[Records for this task]

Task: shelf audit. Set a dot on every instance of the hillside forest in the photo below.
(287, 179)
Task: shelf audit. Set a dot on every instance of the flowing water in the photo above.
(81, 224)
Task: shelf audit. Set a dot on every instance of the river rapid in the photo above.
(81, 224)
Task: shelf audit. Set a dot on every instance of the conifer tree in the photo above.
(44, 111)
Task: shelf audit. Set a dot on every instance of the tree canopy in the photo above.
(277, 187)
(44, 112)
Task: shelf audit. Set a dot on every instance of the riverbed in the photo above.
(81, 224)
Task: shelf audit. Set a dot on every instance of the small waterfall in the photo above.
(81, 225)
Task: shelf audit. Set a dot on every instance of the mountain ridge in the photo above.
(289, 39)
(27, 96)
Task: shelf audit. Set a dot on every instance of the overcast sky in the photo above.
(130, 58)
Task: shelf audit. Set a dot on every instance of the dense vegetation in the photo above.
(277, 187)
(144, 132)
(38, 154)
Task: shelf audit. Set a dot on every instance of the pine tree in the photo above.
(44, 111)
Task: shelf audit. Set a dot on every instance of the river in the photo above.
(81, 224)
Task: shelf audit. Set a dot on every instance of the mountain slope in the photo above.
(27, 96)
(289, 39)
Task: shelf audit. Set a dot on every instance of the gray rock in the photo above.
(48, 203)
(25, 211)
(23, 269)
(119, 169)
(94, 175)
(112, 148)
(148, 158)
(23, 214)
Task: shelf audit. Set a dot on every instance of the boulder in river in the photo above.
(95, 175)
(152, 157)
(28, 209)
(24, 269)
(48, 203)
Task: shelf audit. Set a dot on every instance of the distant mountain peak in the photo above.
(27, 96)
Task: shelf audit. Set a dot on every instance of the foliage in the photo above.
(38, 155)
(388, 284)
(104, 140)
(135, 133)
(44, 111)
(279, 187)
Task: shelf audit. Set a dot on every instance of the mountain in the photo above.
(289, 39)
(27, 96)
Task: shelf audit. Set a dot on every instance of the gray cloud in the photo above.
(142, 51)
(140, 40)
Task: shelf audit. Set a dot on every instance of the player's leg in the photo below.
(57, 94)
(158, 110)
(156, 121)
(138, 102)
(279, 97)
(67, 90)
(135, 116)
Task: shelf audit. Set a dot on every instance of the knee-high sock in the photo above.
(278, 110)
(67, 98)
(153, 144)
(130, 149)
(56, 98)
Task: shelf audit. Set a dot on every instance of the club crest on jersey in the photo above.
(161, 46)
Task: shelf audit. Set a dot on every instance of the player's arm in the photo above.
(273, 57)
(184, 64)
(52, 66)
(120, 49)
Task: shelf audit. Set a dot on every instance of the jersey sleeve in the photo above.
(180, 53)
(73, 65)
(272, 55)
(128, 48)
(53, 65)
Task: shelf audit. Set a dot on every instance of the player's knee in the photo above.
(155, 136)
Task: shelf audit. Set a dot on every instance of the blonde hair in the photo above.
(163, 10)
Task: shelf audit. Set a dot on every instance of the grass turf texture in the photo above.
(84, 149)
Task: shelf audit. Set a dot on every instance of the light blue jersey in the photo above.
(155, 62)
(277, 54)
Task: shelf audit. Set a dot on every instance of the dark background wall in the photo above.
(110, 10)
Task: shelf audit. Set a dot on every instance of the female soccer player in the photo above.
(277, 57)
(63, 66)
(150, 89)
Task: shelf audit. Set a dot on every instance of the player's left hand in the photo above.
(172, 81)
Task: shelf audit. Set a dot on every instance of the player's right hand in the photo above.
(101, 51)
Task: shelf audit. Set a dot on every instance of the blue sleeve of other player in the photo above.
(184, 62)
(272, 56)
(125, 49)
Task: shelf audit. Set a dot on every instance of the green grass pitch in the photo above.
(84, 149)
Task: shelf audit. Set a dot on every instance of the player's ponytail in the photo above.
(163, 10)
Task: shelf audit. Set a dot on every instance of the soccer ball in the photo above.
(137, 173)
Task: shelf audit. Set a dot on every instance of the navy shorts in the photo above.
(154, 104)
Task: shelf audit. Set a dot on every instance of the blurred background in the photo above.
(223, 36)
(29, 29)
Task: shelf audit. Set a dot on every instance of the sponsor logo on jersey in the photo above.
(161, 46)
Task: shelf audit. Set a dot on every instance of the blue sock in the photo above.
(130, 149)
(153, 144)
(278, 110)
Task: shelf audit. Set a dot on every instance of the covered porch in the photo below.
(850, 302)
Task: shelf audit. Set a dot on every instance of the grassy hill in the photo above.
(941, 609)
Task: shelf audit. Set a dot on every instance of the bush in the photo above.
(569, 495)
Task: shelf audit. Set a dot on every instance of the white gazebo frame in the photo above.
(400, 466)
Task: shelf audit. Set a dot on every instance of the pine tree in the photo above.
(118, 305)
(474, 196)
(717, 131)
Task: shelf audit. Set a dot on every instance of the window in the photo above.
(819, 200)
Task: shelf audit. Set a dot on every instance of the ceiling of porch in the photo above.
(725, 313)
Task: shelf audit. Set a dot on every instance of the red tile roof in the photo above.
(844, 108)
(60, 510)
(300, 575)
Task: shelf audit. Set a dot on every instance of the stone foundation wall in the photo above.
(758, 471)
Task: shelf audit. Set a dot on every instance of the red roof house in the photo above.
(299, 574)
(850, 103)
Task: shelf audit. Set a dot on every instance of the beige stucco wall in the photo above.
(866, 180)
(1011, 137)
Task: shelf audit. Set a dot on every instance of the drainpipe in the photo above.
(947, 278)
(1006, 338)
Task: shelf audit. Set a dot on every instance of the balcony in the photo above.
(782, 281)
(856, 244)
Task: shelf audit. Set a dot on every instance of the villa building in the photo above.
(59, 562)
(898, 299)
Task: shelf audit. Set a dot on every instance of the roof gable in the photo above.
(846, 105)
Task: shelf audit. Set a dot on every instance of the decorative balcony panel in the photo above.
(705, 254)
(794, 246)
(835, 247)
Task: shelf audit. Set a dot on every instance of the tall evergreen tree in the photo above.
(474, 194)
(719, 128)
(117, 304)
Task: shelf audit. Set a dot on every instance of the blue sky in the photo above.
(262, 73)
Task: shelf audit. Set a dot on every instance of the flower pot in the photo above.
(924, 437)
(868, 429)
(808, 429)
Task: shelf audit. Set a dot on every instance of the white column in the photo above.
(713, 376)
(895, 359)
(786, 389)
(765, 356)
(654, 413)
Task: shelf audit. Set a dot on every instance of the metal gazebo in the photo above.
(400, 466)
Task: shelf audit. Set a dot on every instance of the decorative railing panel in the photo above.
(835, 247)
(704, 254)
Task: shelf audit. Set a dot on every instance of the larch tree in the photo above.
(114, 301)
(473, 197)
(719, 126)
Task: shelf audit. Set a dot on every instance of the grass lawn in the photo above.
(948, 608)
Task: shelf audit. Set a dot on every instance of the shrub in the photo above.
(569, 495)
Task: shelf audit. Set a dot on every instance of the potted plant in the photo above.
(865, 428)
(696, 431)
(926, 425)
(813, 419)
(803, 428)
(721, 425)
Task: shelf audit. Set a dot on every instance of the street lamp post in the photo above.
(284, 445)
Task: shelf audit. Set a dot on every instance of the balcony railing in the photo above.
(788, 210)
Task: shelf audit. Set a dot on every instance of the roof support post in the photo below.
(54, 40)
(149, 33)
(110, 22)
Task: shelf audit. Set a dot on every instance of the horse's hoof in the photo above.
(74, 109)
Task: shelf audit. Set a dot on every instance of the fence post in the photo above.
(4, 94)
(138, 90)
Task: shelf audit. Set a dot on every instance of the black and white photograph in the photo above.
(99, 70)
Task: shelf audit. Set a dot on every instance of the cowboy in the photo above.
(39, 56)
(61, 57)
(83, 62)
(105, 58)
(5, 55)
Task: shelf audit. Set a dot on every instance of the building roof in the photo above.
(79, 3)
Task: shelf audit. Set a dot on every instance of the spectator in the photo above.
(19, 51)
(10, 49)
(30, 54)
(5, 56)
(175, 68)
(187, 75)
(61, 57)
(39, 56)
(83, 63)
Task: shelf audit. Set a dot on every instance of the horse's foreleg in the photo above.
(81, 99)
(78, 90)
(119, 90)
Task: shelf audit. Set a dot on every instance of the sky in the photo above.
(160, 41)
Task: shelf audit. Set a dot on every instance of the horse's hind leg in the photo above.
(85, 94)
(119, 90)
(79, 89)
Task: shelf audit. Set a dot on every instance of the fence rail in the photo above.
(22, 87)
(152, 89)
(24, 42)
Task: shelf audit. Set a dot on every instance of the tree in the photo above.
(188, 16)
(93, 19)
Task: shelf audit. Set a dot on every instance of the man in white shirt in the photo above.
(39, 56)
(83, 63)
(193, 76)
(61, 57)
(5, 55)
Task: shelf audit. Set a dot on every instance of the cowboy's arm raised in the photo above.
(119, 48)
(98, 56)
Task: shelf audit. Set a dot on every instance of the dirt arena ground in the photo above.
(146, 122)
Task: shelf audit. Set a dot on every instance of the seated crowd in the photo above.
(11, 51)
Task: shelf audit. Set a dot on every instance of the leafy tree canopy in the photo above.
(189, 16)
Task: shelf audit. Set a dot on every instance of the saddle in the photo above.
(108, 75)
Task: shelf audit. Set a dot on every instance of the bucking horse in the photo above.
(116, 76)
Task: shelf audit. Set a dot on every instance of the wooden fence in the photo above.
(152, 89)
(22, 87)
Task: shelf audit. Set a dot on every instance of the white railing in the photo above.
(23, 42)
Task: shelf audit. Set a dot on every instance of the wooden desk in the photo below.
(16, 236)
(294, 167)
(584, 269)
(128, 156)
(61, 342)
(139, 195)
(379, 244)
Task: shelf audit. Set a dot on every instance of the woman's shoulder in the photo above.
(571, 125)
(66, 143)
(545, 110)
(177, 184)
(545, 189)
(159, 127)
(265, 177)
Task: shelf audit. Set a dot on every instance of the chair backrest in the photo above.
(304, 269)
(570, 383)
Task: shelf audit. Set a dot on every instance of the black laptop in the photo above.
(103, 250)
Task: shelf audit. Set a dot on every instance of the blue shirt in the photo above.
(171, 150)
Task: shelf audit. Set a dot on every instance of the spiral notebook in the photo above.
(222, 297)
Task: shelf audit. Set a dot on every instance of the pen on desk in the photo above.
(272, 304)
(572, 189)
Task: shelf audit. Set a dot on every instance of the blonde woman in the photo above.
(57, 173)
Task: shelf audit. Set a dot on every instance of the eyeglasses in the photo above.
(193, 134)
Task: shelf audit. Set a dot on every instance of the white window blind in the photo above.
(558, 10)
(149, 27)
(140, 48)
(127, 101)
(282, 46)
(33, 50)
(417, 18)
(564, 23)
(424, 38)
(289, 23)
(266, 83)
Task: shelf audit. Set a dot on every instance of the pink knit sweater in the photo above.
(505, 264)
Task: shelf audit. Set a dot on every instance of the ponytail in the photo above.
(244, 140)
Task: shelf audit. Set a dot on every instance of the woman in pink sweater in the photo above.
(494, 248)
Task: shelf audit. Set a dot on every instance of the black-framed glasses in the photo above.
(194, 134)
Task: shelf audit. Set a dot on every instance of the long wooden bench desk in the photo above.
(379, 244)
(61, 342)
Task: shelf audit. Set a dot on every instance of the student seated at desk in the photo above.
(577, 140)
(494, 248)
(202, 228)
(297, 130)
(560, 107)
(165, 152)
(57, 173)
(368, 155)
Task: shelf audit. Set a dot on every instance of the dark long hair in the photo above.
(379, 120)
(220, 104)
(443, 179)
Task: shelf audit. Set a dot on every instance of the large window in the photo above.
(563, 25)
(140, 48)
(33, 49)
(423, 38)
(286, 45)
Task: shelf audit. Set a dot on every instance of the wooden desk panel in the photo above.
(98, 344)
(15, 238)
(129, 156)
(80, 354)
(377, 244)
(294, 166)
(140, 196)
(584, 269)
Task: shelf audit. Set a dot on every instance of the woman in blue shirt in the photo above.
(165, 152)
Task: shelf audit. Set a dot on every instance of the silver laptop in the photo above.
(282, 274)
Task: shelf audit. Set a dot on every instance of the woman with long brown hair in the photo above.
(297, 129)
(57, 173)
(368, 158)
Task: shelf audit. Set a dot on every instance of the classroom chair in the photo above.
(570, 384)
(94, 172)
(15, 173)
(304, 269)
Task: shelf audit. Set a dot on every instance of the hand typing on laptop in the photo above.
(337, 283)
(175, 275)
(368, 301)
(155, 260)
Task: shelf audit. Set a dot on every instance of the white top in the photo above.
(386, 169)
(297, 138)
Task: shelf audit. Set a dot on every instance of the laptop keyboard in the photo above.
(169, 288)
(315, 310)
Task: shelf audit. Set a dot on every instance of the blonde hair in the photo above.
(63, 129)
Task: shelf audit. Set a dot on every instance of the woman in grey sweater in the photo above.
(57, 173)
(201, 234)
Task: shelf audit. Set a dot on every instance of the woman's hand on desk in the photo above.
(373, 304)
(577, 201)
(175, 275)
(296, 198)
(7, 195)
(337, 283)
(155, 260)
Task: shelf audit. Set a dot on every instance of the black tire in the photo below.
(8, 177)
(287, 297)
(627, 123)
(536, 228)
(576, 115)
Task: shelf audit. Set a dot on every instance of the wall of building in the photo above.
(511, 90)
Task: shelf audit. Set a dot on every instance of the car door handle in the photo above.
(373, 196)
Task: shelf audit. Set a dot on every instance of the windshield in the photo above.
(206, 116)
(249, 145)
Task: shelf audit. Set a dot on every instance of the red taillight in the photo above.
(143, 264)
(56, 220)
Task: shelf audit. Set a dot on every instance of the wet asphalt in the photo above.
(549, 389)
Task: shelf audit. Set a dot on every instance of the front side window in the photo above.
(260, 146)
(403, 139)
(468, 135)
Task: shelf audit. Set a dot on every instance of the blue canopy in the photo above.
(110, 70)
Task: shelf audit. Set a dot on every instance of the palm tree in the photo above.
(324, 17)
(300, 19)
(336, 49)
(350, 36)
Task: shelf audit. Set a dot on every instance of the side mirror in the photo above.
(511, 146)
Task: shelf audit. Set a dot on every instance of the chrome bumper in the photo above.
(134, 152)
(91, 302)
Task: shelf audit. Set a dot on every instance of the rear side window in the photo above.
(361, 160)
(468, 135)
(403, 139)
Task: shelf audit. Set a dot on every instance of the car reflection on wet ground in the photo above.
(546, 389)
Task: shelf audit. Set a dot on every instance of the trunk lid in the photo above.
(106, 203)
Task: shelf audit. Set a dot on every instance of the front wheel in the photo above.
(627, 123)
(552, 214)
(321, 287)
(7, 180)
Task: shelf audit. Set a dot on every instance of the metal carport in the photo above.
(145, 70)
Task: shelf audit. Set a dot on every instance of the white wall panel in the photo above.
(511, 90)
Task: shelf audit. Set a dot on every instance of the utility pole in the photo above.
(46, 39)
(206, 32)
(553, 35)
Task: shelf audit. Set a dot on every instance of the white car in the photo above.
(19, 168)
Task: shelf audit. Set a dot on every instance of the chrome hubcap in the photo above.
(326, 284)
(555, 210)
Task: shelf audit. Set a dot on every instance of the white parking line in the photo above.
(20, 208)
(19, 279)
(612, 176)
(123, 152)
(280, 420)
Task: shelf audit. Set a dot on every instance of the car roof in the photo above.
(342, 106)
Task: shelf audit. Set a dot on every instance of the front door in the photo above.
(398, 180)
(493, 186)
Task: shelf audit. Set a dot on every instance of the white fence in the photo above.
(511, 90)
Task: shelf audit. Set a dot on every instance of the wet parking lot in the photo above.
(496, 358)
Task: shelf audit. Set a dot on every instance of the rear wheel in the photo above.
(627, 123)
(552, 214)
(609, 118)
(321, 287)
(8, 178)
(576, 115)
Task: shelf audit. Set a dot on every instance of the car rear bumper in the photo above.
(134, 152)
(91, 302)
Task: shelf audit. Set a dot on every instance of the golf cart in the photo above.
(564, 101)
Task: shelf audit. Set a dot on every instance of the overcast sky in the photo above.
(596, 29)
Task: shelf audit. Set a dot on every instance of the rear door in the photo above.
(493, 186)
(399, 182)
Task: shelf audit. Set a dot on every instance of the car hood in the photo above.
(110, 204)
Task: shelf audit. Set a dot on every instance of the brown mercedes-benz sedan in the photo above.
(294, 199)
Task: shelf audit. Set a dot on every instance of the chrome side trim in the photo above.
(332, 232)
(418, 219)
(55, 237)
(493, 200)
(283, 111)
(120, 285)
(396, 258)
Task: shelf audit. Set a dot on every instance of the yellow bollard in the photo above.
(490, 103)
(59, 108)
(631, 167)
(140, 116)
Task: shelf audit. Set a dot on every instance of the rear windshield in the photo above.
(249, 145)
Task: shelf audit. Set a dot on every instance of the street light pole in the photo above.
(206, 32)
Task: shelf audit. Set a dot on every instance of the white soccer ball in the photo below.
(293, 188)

[What you need to do] Write out only the final block of lines, starting at the line with "trim in the photo above." and running to the end of the material.

[Written response]
Task: shelf audit. Set a dot on every instance of the chrome side trim in the photo above.
(332, 232)
(418, 219)
(55, 237)
(493, 200)
(283, 111)
(120, 285)
(396, 258)
Task: shelf audit. Set a dot on every instance of the yellow bollard in the photo above.
(490, 103)
(59, 108)
(631, 167)
(140, 116)
Task: shelf audit. Set a dot on every instance of the rear windshield in the photo above.
(249, 145)
Task: shelf audit. Set a dot on every instance of the street light pole in the photo above.
(206, 32)
Task: shelf audit. Set a dot on every instance of the white soccer ball in the photo below.
(293, 188)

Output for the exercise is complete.